Task requirements
Rewrite the part that opens with the line containing "Accessibility service: describe the location of paved" and closes with the line containing "0,186 -> 299,400", putting "stone walkway" in place of "paved stone path" and changing nothing else. Return only those lines, without the pictures.

Input
+++

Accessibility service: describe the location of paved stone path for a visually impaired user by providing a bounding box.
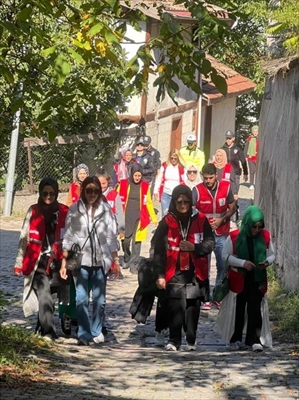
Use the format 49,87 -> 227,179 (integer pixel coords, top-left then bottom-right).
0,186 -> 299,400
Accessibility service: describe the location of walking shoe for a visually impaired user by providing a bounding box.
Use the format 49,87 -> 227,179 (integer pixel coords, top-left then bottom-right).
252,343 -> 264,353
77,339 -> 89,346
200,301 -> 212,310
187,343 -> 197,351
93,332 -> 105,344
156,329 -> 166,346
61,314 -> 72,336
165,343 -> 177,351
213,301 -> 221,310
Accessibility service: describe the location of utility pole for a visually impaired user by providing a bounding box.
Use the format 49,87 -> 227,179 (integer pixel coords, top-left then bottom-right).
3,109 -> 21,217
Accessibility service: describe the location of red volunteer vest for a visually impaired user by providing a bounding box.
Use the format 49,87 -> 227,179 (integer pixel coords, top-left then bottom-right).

+++

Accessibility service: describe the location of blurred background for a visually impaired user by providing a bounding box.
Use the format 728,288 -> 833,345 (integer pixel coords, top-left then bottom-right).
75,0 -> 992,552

+++

Solution below
Accessibility service: describe the location of stone walkway for a visually impaired user by providing a bounding box.
Use the format 49,87 -> 227,179 (integer pixel coords, top-left then bottom-right).
0,186 -> 299,400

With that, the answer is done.